* Goal:
Reproduce the rows below word for word, from the line with "the car wheel" up to and including the final line of the rows. Omit the pictures from your answer.

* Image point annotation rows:
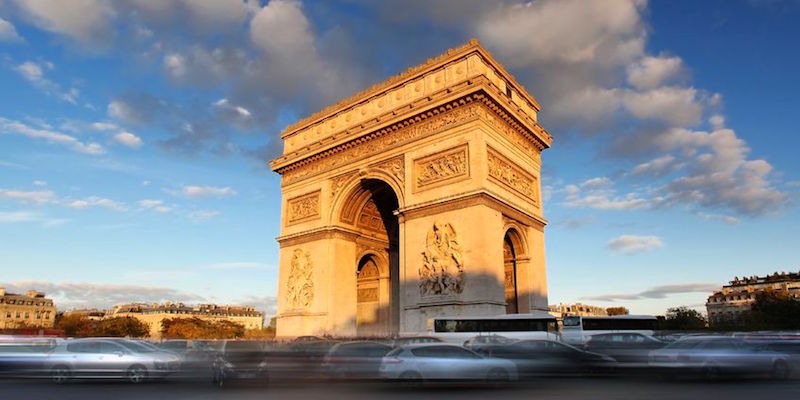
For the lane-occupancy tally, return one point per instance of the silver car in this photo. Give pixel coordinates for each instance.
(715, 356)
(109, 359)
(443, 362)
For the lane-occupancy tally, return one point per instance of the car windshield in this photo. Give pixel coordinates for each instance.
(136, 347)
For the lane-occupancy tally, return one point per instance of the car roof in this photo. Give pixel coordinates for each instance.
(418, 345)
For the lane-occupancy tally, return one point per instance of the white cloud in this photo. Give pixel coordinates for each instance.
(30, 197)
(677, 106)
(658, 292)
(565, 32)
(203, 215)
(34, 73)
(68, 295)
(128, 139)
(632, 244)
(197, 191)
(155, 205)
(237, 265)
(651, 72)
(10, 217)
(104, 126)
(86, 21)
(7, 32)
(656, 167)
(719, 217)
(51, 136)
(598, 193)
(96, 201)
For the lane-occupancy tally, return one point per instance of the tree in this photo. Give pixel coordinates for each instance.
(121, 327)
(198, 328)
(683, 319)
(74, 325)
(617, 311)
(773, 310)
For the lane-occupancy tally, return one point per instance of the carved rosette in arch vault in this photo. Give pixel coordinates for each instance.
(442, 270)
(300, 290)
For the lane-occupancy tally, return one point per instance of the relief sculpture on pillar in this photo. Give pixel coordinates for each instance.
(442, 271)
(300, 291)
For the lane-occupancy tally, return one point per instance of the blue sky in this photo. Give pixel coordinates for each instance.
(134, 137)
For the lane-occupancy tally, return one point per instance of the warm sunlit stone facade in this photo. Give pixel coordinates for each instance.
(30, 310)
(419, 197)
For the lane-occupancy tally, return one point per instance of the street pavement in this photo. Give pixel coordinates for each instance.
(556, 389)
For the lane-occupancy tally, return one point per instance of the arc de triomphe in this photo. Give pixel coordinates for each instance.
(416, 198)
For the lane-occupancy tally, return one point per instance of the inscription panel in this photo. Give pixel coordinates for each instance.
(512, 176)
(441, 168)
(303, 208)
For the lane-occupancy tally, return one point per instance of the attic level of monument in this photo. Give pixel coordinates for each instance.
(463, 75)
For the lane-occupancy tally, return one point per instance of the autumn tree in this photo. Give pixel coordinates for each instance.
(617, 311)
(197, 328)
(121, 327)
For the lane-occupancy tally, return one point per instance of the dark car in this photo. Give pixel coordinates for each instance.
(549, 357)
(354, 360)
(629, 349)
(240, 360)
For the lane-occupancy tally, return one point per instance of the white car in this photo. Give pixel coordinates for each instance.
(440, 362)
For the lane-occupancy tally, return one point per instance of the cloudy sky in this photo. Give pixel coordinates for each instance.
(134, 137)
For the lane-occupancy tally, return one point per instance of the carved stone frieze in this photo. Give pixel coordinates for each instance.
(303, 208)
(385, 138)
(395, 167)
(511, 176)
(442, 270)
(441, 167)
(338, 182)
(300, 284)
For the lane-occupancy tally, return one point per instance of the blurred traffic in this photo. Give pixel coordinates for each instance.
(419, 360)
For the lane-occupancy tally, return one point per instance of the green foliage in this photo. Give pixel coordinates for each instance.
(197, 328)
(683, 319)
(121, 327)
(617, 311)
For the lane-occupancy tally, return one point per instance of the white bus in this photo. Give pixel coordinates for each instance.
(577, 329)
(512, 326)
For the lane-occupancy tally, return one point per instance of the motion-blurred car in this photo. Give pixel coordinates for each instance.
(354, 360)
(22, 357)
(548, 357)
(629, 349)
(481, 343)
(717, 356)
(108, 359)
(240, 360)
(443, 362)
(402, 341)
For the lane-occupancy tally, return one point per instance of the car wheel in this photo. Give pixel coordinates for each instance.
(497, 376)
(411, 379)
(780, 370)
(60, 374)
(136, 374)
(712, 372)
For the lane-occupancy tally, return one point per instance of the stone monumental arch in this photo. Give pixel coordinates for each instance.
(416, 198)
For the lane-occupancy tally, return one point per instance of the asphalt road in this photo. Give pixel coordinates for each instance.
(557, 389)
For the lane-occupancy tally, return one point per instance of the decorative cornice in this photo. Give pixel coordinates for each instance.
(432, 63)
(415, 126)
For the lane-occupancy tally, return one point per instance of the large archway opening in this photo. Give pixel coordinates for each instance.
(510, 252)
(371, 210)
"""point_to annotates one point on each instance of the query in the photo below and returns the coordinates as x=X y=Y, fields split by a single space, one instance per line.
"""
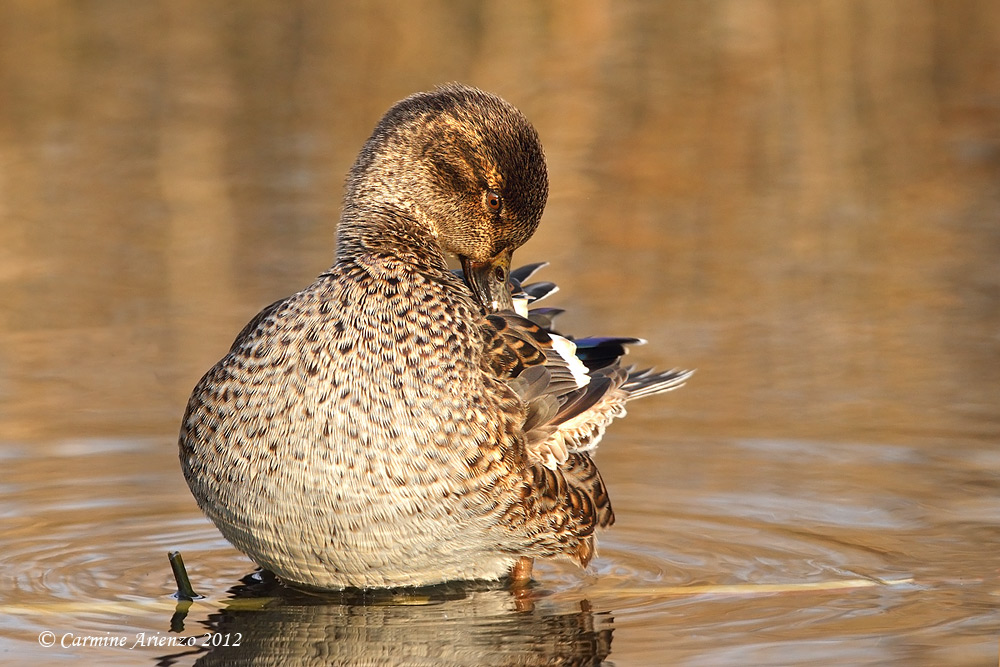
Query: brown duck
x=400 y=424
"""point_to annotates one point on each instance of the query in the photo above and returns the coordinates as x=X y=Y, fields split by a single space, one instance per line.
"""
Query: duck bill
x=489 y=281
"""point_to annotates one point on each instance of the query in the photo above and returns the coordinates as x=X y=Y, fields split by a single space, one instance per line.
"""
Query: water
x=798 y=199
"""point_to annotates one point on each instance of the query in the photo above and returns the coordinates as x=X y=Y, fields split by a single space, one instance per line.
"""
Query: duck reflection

* The result:
For the lane-occupancy tally, return one point per instance of the car wheel in this photo. Give pixel coordinates for each instance.
(497, 376)
(411, 379)
(780, 370)
(60, 374)
(136, 374)
(712, 372)
For the lane-occupancy tally, return one point per instance of the stone monumental arch in this photo. Give pixel coordinates for each instance.
(416, 198)
For the lane-occupancy tally, return one point per instance of the asphalt road in this photo. Give pixel coordinates for each instance.
(557, 389)
For the lane-occupancy tally, return one point per instance of the decorative cornice in this photo. Give pixel coordinates for each instance.
(432, 63)
(415, 126)
For the lane-occupancy tally, return one point per instance of the large archway opening in this photo. Give pixel coordinates for each instance.
(510, 252)
(371, 210)
"""point_to annotates one point on each instance of the query in the photo below and returns the coordinates as x=X y=Y, fields split by a single space, one instance per line.
"""
Query: brown duck
x=400 y=424
"""point_to annotates one point on each instance of the query in the photo above and returns the coordinates as x=X y=Y, fields split by a single space, one instance per line.
"""
Query: duck bill
x=489 y=281
"""point_to annotates one point on each instance of the query in the photo above and returns the coordinates as x=X y=Y, fields split by a single space, one instance per line.
"""
Query: water
x=798 y=199
"""point_to annotates one point on each instance of the query in the photo above and returns the coordinates as x=X y=Y, fields split by a single space, one instance per line.
"""
Query: duck reflection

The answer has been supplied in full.